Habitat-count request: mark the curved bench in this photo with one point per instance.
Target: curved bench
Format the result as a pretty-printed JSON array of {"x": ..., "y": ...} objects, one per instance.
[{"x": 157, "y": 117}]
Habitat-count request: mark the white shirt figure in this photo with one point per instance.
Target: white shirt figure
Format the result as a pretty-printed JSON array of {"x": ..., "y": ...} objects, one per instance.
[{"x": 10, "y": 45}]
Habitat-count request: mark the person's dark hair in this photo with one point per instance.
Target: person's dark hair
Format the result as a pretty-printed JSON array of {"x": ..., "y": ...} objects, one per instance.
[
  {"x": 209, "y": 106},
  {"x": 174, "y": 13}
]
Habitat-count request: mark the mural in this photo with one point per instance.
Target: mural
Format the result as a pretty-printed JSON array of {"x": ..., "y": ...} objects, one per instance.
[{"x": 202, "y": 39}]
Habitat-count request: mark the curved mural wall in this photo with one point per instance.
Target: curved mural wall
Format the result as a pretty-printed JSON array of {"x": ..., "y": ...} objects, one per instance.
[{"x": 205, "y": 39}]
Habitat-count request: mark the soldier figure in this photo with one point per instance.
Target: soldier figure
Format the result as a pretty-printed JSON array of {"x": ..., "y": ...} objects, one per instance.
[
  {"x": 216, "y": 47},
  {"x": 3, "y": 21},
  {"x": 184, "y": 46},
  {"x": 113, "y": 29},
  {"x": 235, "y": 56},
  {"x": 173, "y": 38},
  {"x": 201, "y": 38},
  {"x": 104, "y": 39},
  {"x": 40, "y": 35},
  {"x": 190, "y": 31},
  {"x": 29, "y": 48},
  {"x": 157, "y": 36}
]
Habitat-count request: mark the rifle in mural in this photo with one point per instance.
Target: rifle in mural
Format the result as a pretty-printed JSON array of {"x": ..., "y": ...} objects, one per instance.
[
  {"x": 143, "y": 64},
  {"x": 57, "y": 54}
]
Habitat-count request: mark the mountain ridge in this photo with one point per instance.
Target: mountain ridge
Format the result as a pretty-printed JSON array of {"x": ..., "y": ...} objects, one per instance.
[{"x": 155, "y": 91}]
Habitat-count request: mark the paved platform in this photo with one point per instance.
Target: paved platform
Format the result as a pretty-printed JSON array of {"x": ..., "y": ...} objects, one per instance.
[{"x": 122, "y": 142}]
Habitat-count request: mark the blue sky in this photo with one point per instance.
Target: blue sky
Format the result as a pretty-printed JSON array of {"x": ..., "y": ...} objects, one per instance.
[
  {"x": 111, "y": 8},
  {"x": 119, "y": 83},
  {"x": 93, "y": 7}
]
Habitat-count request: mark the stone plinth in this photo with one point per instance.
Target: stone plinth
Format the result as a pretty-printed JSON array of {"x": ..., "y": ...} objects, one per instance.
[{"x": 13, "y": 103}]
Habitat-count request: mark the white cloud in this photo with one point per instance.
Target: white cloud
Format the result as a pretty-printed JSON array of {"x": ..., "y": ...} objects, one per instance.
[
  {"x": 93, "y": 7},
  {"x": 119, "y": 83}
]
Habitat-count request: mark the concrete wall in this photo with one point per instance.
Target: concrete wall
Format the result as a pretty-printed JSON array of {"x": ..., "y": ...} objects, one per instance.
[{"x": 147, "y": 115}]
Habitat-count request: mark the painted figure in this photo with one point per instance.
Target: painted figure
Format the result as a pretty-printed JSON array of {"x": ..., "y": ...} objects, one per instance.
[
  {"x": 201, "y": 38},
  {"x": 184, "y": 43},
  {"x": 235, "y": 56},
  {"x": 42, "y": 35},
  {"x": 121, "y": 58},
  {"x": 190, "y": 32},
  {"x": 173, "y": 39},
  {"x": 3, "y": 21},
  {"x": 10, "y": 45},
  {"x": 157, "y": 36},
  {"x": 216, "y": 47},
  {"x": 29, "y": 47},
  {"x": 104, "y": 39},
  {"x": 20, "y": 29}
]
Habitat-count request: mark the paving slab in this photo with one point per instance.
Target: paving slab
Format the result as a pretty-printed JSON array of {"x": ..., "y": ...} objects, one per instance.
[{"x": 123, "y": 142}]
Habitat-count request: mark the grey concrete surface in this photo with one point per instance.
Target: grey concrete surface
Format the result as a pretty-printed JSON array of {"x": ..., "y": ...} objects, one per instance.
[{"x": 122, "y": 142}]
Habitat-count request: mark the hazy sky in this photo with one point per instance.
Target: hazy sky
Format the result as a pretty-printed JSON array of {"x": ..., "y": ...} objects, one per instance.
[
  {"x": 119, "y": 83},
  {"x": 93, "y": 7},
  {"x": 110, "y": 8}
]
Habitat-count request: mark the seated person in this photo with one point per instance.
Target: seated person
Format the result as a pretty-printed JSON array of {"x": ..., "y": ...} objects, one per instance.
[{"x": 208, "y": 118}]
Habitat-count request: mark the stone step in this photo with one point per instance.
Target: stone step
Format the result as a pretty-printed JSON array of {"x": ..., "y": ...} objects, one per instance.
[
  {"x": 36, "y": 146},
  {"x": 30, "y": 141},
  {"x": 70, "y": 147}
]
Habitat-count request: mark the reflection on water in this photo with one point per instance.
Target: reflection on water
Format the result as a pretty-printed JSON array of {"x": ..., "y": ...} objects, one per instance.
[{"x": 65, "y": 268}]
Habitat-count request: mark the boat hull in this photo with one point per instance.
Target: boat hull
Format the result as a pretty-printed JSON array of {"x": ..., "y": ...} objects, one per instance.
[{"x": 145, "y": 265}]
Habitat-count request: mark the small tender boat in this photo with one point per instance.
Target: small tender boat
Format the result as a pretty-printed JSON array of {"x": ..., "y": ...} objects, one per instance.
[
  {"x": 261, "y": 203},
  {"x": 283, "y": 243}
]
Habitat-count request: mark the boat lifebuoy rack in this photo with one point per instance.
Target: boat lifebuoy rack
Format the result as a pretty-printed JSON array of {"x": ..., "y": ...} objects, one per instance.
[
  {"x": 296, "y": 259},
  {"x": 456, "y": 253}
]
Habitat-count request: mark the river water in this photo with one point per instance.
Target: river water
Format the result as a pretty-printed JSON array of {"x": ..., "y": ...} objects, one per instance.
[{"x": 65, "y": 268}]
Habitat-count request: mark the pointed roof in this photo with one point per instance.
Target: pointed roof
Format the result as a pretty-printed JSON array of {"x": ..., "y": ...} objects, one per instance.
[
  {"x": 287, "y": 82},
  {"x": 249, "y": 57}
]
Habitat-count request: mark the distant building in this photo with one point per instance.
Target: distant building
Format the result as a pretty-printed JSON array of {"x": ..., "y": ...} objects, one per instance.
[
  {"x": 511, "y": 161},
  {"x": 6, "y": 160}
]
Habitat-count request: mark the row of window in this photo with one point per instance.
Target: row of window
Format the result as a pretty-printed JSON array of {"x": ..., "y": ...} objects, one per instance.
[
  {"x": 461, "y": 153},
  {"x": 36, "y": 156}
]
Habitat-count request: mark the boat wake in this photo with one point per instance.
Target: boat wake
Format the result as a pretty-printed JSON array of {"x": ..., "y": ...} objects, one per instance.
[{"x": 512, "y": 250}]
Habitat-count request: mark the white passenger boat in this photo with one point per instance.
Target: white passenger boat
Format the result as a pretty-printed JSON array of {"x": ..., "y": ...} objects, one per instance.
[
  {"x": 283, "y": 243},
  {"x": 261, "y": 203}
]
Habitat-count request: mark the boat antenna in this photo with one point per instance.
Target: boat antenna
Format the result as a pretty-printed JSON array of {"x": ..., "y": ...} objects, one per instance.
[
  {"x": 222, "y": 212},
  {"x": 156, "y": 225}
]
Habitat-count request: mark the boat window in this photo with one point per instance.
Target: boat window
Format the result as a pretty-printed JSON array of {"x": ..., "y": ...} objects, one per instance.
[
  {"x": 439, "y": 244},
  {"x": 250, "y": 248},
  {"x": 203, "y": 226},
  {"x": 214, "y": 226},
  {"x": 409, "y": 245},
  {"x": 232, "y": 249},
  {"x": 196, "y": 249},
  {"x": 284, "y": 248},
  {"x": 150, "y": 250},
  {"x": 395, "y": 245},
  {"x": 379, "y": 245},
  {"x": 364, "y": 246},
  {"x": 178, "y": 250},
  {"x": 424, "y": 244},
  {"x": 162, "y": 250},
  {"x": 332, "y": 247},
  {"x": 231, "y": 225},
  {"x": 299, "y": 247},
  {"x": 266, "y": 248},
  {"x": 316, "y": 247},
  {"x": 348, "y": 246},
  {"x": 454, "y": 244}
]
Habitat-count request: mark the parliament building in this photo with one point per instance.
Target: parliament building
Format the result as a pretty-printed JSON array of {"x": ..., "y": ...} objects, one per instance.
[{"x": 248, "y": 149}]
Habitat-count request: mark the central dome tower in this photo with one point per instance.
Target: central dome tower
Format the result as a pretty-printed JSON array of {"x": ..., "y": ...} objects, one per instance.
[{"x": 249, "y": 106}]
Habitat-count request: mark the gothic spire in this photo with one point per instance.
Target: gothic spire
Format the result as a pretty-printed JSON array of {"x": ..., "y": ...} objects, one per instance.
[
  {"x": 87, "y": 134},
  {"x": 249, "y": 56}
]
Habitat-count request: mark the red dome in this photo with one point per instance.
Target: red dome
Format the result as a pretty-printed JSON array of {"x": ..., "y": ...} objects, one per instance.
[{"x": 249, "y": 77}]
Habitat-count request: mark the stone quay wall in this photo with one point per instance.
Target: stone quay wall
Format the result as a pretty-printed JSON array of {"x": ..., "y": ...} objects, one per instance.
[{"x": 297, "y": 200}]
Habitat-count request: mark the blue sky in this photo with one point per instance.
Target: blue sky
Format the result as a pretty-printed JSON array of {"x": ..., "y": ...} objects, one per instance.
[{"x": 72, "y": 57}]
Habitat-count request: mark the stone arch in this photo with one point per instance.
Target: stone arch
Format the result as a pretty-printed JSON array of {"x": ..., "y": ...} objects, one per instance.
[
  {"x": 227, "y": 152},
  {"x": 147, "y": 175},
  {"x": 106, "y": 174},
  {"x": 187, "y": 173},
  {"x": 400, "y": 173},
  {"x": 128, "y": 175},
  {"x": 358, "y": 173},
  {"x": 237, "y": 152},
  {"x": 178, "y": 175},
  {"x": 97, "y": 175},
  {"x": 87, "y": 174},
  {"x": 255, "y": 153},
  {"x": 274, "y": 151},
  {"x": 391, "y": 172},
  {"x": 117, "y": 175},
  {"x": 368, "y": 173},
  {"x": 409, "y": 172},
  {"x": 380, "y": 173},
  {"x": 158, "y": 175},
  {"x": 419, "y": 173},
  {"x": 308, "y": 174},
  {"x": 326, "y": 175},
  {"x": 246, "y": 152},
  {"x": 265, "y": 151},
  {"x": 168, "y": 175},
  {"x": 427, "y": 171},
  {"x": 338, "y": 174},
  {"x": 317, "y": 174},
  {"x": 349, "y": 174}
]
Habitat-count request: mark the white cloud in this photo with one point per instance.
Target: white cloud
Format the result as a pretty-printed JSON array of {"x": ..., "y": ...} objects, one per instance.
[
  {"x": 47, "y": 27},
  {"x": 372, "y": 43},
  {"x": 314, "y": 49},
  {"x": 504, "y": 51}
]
########################################
**What needs to be done**
How many lines of the rows above contain the string "reflection", with case counting? Reply with the number alone.

**Task output**
2